■ EXERCISE DESCRIPTION
Could you give all the entries below again, swapping "client" for "customer" with nothing else changed and the pictures left out?

■ RECORD EXTRACTS
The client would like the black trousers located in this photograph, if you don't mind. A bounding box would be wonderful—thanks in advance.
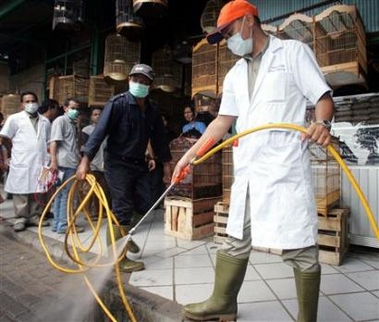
[104,154,152,225]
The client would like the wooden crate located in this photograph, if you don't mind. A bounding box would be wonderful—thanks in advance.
[309,137,341,216]
[318,208,350,265]
[213,201,229,243]
[169,137,222,199]
[164,197,221,240]
[88,75,115,107]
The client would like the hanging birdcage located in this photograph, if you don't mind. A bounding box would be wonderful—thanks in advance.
[103,34,141,85]
[200,0,222,34]
[116,0,145,41]
[53,0,84,31]
[133,0,168,25]
[152,46,182,93]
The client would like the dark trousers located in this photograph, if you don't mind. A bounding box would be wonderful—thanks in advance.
[104,155,152,225]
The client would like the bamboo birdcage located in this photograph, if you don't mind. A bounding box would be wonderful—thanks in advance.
[277,13,314,50]
[217,40,240,94]
[1,94,21,117]
[200,0,222,33]
[309,137,341,216]
[315,5,367,86]
[103,34,141,85]
[116,0,145,41]
[88,75,115,107]
[151,46,182,93]
[54,75,89,105]
[192,38,217,96]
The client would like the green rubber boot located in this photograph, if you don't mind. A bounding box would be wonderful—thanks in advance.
[107,225,145,273]
[183,251,249,321]
[294,269,321,322]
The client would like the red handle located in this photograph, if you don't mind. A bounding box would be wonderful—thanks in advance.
[196,138,215,158]
[174,164,191,184]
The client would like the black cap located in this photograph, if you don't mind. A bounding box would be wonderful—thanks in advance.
[129,64,155,81]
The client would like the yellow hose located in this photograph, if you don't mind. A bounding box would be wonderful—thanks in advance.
[192,123,379,239]
[38,174,137,322]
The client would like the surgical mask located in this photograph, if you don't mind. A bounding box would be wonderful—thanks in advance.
[24,103,38,114]
[129,81,149,98]
[226,18,253,57]
[67,108,79,120]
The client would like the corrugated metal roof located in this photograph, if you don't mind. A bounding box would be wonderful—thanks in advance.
[249,0,379,33]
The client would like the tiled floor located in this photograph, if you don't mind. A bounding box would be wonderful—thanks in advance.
[0,196,379,322]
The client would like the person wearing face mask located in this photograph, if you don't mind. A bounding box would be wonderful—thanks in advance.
[50,98,84,234]
[76,64,171,273]
[0,92,50,232]
[173,0,333,322]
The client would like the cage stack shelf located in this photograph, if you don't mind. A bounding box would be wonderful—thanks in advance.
[318,208,350,266]
[309,137,341,216]
[165,137,222,240]
[192,38,217,97]
[315,5,367,87]
[54,75,89,105]
[217,40,240,94]
[277,13,314,50]
[1,94,21,117]
[88,75,115,107]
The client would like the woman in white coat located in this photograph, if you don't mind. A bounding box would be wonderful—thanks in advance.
[0,92,50,231]
[173,0,333,322]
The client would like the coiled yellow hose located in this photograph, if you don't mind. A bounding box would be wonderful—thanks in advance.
[191,123,379,240]
[38,123,379,322]
[38,174,137,322]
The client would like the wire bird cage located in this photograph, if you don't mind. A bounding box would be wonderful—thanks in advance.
[88,75,115,107]
[133,0,168,25]
[192,38,217,97]
[53,75,89,105]
[217,40,240,94]
[309,137,341,216]
[277,13,314,50]
[200,0,222,33]
[53,0,84,31]
[103,34,141,85]
[1,94,21,117]
[169,137,222,199]
[151,46,182,93]
[116,0,145,41]
[315,5,367,86]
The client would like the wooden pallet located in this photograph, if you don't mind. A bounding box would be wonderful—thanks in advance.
[213,201,229,244]
[318,208,350,266]
[164,196,221,240]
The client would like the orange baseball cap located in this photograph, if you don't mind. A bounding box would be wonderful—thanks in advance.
[207,0,258,45]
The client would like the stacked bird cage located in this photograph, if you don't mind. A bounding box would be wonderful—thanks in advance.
[169,137,222,199]
[54,75,89,105]
[309,137,341,216]
[1,94,21,117]
[192,38,217,97]
[151,46,182,93]
[103,34,141,85]
[315,5,367,86]
[88,75,115,107]
[277,13,314,50]
[217,40,240,93]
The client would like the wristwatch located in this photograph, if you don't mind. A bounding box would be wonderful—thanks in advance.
[315,119,332,131]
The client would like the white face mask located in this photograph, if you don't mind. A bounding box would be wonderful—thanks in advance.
[226,16,253,57]
[24,103,38,114]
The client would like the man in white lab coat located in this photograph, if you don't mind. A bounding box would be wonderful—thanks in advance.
[173,0,333,322]
[0,92,50,231]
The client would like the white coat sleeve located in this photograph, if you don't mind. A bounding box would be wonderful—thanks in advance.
[287,41,332,104]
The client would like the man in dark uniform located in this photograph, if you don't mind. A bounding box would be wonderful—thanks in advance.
[76,64,171,272]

■ FINAL ANSWER
The customer would like the black trousers located in this photograph, if you don't mind. A bounding box would be wonderful—thanks in advance.
[104,154,152,225]
The customer would like the wooden crate located in this photograph, if you don't mind. A bounding box would be wonderful—thanks in advance.
[309,137,341,216]
[318,208,350,265]
[213,201,229,243]
[169,137,222,199]
[164,197,221,240]
[88,75,115,107]
The customer would like the hanging birdcage located in this photograph, if you don't mind. A bounding box would be wonderful—thanks in advance.
[103,34,141,85]
[200,0,222,34]
[116,0,145,41]
[53,0,84,31]
[133,0,168,25]
[152,46,182,93]
The customer would like the dark trousers located in this photograph, if you don't mind. A bounding box would be wonderful—thanks in advance.
[104,155,152,225]
The customer would like the bamboo birdcage located in this photograph, if you don't mind. A bounding box would be wonderful—thanks in advance.
[277,13,314,50]
[217,40,240,94]
[1,94,21,117]
[200,0,222,33]
[309,137,341,216]
[315,5,367,86]
[103,34,141,85]
[116,0,145,41]
[88,75,115,107]
[151,46,182,93]
[54,75,89,105]
[192,38,217,96]
The customer would like the green rubber boot located in this photograph, if you don't mind. A bounding box would be wonderful—thanks in advance.
[107,225,145,273]
[183,251,249,321]
[294,269,321,322]
The customer would like the red handle located in this photograph, if you don't mind. A bounding box would be wonderful—thanks in advance.
[196,138,215,158]
[174,164,191,184]
The customer would like the black cap located in this photograph, if you don't mind. A bounding box would be wonderful—thanks in advance.
[129,64,155,81]
The customer would like the yellow hose located in this photograph, if you don't mind. A bounding box would be wonderful—thanks in advance.
[192,123,379,239]
[38,174,137,322]
The customer would like the surgical mask located in this photograph, if you don't mind. A bounding box would be wonderful—thanks in advance.
[24,103,38,114]
[129,81,149,98]
[226,18,253,57]
[67,108,79,120]
The customer would like the corrugated metal roof located in this photograph, if you don't mind. A bounding box would be wonderful—thanks in advance.
[249,0,379,33]
The customer would like the tiled floor located in this photograph, if you don't mind. A bounding box would be wonderful—thanks in advance.
[0,196,379,322]
The customer would like the person wearing face mask located in this photograph, if you don't mind. A bounding box would be wonderful—thanks in advance.
[50,98,84,234]
[76,64,171,273]
[0,92,50,232]
[173,0,333,322]
The customer would like the cage stack shelf located in this photograph, if you don't mind. A bounding box would be wonderful—thanks in advance.
[318,208,350,266]
[309,137,341,216]
[165,137,222,240]
[192,38,217,97]
[315,5,367,87]
[54,75,89,105]
[217,40,240,94]
[277,13,314,50]
[1,94,21,117]
[88,75,115,107]
The customer would like the woman in white coat located in this photograph, if you don't mind. A bounding box would be wonderful—thanks in advance.
[0,92,50,231]
[173,0,333,322]
The customer would like the coiled yellow hose located in this photograph, if you don't mind. A bounding box would be wonderful—thanks in advance.
[191,123,379,240]
[38,123,379,322]
[38,174,137,322]
The customer would like the wire bird cage located in this photograph, if you don't mind. A bounding box would be wonderful—thanks in advance.
[88,75,115,107]
[133,0,168,25]
[192,38,217,97]
[53,75,89,105]
[217,40,240,94]
[309,137,341,216]
[277,13,314,50]
[200,0,222,33]
[53,0,84,31]
[103,34,141,85]
[1,94,21,117]
[169,137,222,199]
[151,46,182,93]
[116,0,145,41]
[315,5,367,86]
The customer would like the wooden pallet located in this photograph, if you don't mind. A bounding box would be wonderful—thanks in advance.
[213,201,229,244]
[318,208,350,266]
[164,196,221,240]
The customer would like the orange baseball cap located in this photograph, if you don't mind. A bounding box would be wonderful—thanks in advance.
[207,0,258,45]
The customer would like the stacked bird cage located in this photograph, if you don't mind. A bounding box would be wonderful—thanks in advance.
[169,137,222,199]
[54,75,89,105]
[309,137,341,216]
[1,94,21,117]
[192,38,217,97]
[151,46,182,93]
[103,34,141,85]
[315,5,367,86]
[88,75,115,107]
[277,13,314,50]
[217,40,240,93]
The customer would like the wristwatch located in this photograph, if you don't mind. A bounding box would be wonderful—thanks in advance.
[315,119,332,131]
The customer would like the white face mask located in this photograph, if you don't mind. A bounding box would be wonderful—thanks in advance.
[226,16,253,57]
[24,103,38,114]
The customer would like the man in white lab coat located in this photograph, if you don't mind. A bounding box would be wonderful—thanks in advance.
[173,0,333,322]
[0,92,50,231]
The customer would like the white coat sleeve located in this photograph, if you don't mind. A bounding box would be wonderful—thanks in advance.
[287,41,332,104]
The customer would like the man in dark uniform located in this photograph, if you don't mind. A bounding box would be wonderful—thanks in advance.
[76,64,171,272]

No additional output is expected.